# EXERCISE MATERIAL start

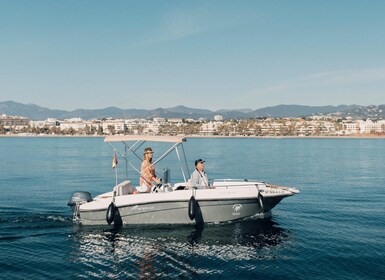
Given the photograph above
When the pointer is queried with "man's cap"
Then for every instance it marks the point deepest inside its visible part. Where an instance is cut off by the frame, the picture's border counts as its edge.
(199, 161)
(148, 150)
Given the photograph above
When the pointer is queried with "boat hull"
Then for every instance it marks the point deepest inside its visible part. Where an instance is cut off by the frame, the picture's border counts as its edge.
(212, 206)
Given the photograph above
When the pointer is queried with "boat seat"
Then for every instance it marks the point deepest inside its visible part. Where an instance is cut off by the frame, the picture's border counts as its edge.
(123, 188)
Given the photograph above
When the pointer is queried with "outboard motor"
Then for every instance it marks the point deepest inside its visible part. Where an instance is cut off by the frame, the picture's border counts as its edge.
(78, 198)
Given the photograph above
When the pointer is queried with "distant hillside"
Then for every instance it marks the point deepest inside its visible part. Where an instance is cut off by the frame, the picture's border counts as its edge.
(35, 112)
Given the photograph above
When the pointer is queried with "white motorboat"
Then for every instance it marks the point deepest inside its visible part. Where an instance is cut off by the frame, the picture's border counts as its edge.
(224, 200)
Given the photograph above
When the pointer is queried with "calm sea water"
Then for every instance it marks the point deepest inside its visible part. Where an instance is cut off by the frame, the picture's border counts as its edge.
(333, 229)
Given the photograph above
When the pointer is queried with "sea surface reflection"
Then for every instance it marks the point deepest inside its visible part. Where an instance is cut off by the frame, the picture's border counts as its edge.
(148, 252)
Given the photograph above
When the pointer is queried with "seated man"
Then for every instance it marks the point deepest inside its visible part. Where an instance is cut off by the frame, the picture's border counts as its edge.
(199, 178)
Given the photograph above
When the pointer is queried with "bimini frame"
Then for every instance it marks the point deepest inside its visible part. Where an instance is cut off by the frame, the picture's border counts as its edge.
(139, 140)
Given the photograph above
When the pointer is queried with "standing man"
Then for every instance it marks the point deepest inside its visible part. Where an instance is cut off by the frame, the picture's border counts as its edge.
(199, 177)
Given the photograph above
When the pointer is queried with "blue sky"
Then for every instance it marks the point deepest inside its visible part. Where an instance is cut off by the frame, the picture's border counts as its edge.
(201, 54)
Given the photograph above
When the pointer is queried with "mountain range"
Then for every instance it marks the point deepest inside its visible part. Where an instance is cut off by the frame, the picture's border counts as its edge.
(35, 112)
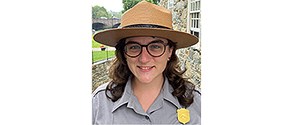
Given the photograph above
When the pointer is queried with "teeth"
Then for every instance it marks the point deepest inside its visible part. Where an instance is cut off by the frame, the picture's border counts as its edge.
(145, 68)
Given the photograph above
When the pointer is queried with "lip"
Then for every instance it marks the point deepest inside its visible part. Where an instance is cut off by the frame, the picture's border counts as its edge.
(145, 68)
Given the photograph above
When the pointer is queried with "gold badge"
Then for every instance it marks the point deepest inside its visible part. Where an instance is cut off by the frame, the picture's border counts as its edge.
(183, 115)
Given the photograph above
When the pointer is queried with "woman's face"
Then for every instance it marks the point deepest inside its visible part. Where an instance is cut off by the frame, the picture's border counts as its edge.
(147, 67)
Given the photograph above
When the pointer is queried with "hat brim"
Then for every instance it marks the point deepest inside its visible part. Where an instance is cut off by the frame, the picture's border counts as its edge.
(112, 36)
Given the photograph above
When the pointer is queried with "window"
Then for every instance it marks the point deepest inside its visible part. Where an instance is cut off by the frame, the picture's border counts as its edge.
(170, 4)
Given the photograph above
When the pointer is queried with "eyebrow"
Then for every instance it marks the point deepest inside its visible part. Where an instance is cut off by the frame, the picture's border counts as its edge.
(156, 40)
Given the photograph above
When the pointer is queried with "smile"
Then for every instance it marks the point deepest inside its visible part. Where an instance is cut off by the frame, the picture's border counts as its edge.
(145, 67)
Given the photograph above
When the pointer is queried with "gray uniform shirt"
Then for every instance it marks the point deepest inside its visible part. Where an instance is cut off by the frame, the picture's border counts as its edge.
(127, 110)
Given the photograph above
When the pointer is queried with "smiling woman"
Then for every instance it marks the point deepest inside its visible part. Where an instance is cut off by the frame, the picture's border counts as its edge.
(146, 82)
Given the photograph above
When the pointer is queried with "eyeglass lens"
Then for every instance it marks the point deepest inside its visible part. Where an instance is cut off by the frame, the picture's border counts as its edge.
(155, 48)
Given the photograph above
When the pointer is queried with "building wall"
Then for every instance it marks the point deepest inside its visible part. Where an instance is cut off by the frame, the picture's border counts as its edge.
(190, 57)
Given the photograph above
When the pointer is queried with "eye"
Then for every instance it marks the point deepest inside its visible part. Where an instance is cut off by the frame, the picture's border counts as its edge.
(133, 47)
(155, 46)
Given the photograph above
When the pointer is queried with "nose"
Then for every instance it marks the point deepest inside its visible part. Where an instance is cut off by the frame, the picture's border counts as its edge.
(145, 56)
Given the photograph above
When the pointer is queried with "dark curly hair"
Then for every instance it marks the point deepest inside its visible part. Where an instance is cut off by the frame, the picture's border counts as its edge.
(183, 89)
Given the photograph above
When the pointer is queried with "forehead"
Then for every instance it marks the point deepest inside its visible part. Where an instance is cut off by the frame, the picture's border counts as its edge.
(145, 39)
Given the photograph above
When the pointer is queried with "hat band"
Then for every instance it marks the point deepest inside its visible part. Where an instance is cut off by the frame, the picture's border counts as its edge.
(145, 26)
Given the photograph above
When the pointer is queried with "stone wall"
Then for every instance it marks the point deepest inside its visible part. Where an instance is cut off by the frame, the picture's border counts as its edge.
(190, 57)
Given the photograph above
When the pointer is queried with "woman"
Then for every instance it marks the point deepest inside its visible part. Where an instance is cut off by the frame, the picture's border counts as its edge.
(147, 85)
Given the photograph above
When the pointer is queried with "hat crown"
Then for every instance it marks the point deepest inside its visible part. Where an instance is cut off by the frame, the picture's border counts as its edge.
(147, 13)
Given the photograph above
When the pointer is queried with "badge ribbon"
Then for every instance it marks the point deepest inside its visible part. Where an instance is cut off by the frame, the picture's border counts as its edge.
(183, 115)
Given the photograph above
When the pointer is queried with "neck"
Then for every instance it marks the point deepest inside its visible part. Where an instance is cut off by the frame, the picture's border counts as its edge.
(146, 93)
(154, 85)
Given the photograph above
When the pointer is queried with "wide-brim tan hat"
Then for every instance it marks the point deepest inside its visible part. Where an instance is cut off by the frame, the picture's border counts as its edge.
(146, 19)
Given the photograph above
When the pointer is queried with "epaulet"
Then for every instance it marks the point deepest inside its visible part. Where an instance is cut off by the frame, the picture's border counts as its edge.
(197, 90)
(100, 88)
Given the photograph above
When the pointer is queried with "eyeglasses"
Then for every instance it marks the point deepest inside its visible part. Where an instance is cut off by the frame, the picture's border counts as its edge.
(155, 48)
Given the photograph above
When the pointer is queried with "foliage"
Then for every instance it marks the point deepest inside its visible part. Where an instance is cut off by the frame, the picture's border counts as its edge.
(98, 12)
(127, 4)
(95, 44)
(101, 55)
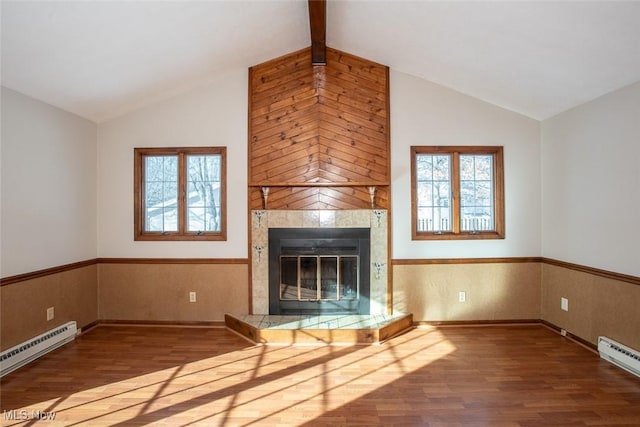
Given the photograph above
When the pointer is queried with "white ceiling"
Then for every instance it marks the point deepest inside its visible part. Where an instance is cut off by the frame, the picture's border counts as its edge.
(103, 59)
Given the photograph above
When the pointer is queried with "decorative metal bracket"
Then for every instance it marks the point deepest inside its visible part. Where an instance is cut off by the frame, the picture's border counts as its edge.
(372, 195)
(259, 249)
(378, 267)
(378, 213)
(259, 215)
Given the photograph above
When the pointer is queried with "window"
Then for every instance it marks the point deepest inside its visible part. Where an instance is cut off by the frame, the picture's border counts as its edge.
(457, 193)
(180, 193)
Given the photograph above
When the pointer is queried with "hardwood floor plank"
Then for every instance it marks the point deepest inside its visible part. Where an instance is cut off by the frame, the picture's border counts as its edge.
(525, 375)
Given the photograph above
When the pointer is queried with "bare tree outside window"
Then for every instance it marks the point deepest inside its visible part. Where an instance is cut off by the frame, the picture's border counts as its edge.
(180, 193)
(457, 192)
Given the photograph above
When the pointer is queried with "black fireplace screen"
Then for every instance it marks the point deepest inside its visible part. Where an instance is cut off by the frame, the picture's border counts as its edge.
(318, 271)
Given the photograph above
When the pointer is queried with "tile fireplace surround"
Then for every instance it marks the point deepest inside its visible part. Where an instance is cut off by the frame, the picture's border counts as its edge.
(263, 220)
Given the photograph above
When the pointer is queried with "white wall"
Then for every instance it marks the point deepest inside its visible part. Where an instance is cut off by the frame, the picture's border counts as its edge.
(424, 113)
(48, 186)
(213, 115)
(591, 183)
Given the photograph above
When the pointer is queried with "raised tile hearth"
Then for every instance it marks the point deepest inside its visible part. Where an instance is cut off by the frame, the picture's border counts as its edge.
(299, 329)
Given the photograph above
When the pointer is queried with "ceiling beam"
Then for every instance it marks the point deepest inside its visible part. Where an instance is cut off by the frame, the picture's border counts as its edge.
(318, 25)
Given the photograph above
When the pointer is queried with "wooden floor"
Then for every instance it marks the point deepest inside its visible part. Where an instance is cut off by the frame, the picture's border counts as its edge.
(524, 375)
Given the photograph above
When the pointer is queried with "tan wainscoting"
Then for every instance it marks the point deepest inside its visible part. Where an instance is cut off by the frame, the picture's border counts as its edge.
(599, 304)
(72, 290)
(499, 289)
(148, 290)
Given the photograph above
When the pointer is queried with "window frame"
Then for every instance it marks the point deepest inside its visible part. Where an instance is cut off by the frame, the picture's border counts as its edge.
(498, 192)
(140, 234)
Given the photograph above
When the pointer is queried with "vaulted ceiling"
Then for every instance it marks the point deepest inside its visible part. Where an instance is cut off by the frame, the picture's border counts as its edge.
(103, 59)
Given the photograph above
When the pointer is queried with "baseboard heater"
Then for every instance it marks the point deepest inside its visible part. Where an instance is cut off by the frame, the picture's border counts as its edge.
(620, 355)
(20, 355)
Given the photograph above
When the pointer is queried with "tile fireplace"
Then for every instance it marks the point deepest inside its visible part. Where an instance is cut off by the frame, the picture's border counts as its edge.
(319, 262)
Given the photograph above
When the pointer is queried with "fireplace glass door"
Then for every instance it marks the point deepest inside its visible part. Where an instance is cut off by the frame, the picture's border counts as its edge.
(319, 278)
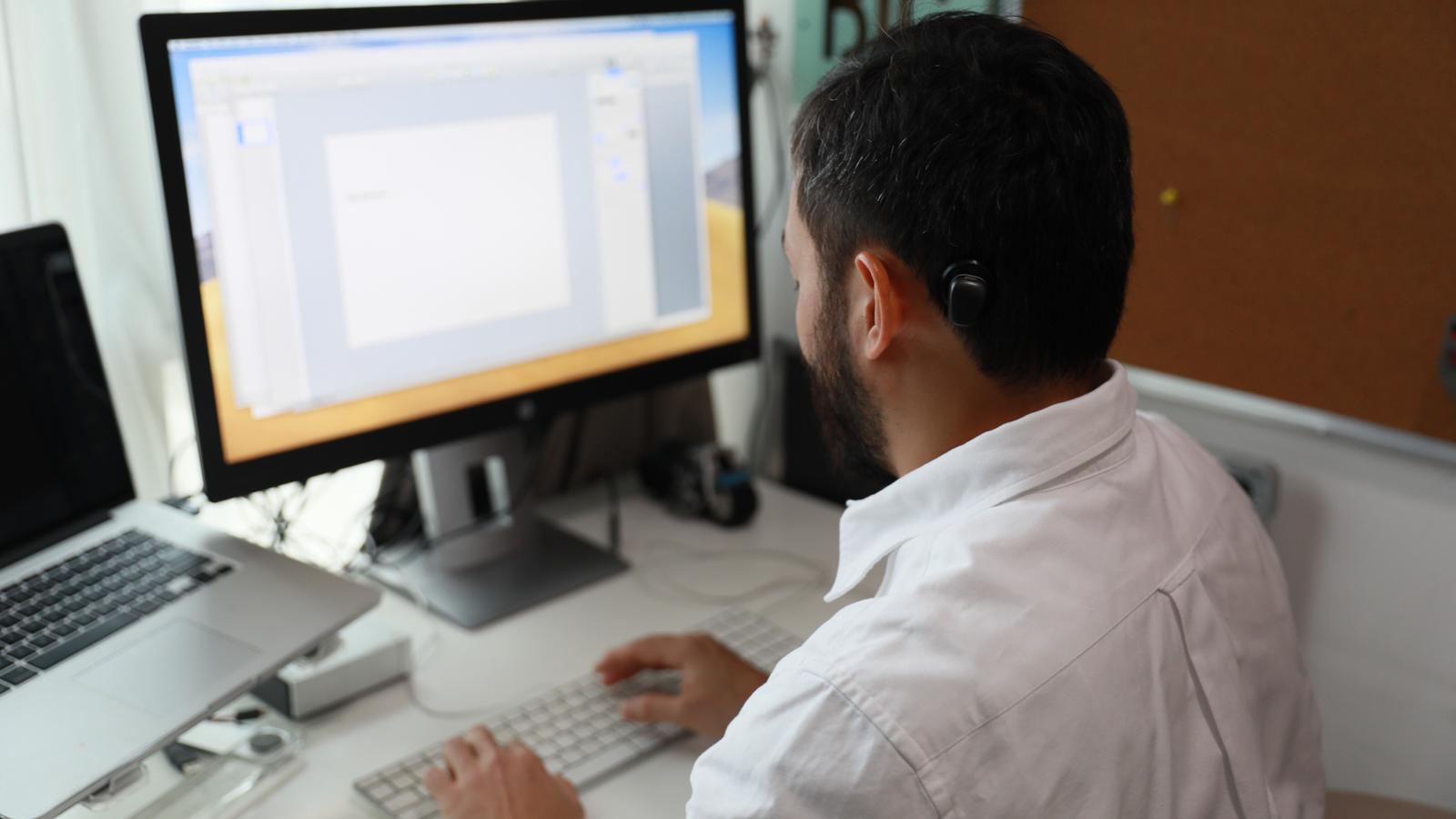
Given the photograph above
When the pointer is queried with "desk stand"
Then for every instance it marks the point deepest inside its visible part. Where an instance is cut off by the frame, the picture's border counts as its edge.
(499, 571)
(477, 573)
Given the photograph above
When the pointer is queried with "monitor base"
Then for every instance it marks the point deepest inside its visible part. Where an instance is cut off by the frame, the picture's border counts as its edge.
(500, 570)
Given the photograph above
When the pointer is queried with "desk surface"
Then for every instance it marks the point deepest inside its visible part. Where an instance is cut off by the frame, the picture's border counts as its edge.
(677, 566)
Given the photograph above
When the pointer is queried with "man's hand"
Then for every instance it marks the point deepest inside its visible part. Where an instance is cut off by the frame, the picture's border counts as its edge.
(482, 780)
(715, 681)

# EXERCISE MATERIAL end

Return every line of the data above that contains the word "wall", treating uppercase and lowercase as different.

When the pointer is queried with "building wall"
When the pointer is queried with "stone wall"
When the pointer is queried with "white wall"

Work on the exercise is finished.